### Source document
I found a fun question in my inbox today: If an application downloads a ZIP file with an update, what is the probability of the ZIP being corrupted? And should the update's hash (e.g. SHA256) be always attached as well? Let's take a look at the details.
There are basically two parts to the answer - the probability itself, and best practices.
Starting with the first one, let's consider a typical "download stack", i.e. HTTP over SSL over TCP over IP, and the ZIP file format itself. There are 3-4 mechanisms in play that need to be considered here:
- TCP packet's checksum: It's a 16-bit value, meaning (and slightly simplifying the problem to a rule-of-thumb) that if the transmitted data gets corrupted, there is a 1/216 (or ~0.15%) chance of the corruption not getting detected by the checksum. In practice if you're transmitting a lot of data (e.g. 1 GB) through a noisy medium (e.g. some form of radio), you're basically guaranteed to run into this problem.
- SSL/TLS (H)MAC/AEAD: Long story short SSL/TLS tries to do its best to protect the payload from being corrupted on purpose by a third party. Depending on the version this was done by either calculating a 128/256-bit MAC of the data (i.e. hash-based Message Authentication Code), or using AEAD (Authenticated Encryption with Associated Data). In general, it can be assumed that either approach will detect accidentally corrupted data, i.e. the probability of a corruption accidentally colliding a hash is basically non-existant, or 0.00000000000000000000000000000000000029% for 128-bit MACs, 0.00000000000000000000000000000000000000000000000000000000000000000000000000086% for 256-bit MACs, and so on.
- ZIP's CRC32: A 32-bit value. Not cryptographically safe (actually quite unsafe in fun and interesting ways, but that's for another time), but it still should be able to detect most corruptions that happen to file data in the ZIP archive (but NOT to ZIP headers and e.g. file names; even though file names are in two places in a ZIP files, almost no ZIP extractors compare both file names against each other).

### Directive 1
In the piece on ZIP download corruption, how many bits long is a TCP packet's checksum?
### Directive 2
Count the lines of the records that contain the string "soil", with case counting, and give only the number.

Point placement records:

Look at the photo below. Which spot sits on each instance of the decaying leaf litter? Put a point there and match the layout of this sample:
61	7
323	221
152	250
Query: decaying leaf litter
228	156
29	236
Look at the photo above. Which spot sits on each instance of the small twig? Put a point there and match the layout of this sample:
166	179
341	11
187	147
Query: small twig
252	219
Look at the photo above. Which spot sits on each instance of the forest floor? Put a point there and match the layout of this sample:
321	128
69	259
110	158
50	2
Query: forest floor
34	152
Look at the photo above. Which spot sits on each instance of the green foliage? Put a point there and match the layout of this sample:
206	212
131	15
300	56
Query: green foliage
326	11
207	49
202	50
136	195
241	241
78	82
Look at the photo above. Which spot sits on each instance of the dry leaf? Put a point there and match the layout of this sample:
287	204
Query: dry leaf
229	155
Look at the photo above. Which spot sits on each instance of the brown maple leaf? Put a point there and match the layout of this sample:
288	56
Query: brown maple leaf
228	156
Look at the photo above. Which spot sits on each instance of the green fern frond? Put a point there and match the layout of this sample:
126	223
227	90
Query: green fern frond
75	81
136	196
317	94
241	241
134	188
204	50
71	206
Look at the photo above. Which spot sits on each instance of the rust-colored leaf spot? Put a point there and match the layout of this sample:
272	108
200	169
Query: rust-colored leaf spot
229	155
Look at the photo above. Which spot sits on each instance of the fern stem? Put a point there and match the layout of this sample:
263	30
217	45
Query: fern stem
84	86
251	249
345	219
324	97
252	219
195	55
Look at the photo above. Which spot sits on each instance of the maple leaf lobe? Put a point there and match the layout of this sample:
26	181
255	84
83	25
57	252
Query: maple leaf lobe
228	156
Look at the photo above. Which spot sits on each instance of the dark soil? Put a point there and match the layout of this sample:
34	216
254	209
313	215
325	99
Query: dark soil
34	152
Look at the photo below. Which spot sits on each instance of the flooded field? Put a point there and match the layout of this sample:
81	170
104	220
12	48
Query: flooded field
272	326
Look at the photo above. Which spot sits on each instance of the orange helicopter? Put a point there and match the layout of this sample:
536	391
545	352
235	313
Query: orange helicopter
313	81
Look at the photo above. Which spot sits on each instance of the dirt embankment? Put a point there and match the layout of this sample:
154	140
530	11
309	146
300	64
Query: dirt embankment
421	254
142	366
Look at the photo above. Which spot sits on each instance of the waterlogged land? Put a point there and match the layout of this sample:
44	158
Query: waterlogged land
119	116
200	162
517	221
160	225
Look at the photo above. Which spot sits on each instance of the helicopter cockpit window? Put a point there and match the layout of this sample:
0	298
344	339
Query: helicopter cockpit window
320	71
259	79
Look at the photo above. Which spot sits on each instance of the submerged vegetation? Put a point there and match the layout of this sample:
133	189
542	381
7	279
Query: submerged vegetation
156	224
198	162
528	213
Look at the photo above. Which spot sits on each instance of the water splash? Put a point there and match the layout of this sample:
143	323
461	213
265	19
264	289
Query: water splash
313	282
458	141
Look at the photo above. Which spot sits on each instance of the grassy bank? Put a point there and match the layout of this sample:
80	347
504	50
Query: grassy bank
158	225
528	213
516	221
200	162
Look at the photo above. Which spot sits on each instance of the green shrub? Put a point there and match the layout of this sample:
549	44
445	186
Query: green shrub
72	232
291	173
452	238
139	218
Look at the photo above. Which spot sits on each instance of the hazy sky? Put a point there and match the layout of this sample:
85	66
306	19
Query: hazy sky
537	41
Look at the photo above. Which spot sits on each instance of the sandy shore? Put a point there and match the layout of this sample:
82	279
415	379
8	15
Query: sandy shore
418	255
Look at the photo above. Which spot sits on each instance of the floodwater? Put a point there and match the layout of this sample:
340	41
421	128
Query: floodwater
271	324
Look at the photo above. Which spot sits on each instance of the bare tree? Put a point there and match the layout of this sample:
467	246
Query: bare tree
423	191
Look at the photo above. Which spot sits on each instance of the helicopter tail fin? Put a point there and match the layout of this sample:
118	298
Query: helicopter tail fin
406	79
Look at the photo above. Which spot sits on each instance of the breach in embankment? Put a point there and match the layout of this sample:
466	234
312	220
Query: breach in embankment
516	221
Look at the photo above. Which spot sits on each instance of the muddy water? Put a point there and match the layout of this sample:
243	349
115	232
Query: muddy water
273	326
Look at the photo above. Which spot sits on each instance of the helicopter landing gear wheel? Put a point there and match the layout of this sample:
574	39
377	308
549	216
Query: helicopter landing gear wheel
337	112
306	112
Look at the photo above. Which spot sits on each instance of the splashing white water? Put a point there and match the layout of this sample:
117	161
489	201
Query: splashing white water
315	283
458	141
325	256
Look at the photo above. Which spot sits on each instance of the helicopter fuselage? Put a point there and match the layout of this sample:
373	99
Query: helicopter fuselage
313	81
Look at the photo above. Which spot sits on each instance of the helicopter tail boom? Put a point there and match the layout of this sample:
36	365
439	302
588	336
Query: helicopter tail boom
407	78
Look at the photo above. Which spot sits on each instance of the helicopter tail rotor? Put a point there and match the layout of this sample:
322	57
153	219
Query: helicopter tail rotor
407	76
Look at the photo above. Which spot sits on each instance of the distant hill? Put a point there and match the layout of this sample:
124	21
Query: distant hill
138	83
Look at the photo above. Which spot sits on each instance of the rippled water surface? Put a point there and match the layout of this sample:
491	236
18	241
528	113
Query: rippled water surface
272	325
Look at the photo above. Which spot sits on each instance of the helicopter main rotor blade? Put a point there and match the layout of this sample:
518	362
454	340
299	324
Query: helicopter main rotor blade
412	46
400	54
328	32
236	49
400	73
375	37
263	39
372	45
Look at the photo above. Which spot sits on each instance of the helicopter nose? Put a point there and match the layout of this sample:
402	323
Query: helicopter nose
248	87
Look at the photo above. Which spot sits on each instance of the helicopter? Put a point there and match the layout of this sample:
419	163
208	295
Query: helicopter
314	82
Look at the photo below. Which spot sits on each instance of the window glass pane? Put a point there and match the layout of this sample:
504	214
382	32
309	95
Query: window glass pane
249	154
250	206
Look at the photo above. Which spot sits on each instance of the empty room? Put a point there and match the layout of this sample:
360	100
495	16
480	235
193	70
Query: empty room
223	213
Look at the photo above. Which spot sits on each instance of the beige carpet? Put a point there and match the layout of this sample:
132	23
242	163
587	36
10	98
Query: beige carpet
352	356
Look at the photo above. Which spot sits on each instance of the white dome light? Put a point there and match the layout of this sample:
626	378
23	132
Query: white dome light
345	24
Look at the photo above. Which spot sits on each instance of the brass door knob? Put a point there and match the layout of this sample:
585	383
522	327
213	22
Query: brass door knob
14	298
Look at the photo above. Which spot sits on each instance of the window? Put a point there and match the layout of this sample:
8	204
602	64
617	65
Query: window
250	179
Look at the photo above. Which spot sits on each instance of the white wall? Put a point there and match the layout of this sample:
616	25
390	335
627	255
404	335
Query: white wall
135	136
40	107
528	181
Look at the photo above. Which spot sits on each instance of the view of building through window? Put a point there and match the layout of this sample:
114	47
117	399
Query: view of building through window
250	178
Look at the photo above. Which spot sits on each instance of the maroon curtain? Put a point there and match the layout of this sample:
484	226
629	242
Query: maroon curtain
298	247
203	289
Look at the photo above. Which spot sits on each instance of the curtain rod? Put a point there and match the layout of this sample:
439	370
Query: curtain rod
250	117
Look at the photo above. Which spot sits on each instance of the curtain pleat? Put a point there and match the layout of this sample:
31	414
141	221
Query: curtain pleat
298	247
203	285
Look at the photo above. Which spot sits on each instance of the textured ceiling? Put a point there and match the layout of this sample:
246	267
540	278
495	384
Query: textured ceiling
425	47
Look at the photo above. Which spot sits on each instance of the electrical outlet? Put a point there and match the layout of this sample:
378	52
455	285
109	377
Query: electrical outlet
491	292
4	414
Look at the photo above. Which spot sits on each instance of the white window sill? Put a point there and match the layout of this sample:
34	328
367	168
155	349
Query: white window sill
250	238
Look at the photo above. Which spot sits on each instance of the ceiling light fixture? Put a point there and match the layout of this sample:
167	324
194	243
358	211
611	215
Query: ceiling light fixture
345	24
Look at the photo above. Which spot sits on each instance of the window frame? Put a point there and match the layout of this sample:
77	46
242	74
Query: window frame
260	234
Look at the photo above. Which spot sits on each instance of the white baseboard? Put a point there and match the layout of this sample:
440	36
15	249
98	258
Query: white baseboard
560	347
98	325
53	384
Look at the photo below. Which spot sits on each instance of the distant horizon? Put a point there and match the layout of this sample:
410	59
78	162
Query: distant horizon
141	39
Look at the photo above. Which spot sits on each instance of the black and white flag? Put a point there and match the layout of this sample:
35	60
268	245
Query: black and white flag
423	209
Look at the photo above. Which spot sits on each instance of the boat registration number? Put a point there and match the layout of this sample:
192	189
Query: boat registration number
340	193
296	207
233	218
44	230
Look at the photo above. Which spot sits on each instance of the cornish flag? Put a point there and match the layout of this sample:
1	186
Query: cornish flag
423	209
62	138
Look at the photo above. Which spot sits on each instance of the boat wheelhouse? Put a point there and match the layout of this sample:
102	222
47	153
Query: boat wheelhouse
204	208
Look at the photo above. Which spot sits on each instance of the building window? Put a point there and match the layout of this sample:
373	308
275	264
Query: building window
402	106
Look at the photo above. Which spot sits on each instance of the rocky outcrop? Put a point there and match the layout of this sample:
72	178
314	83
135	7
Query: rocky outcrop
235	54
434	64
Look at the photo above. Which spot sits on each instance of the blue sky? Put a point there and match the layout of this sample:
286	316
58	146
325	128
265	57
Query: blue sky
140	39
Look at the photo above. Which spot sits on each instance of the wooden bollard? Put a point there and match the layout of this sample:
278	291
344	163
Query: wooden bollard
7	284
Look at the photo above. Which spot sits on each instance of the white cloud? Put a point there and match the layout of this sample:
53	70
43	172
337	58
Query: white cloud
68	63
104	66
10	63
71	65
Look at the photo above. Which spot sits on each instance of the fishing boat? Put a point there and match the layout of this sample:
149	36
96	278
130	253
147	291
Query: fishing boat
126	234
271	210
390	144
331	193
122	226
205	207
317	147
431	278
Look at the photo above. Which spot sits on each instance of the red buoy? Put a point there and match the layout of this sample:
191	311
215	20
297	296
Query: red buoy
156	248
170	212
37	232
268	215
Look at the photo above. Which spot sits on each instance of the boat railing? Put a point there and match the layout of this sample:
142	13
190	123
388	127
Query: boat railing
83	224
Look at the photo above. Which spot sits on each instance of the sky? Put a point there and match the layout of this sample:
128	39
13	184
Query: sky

### Response 1
16 bits.

### Response 2
2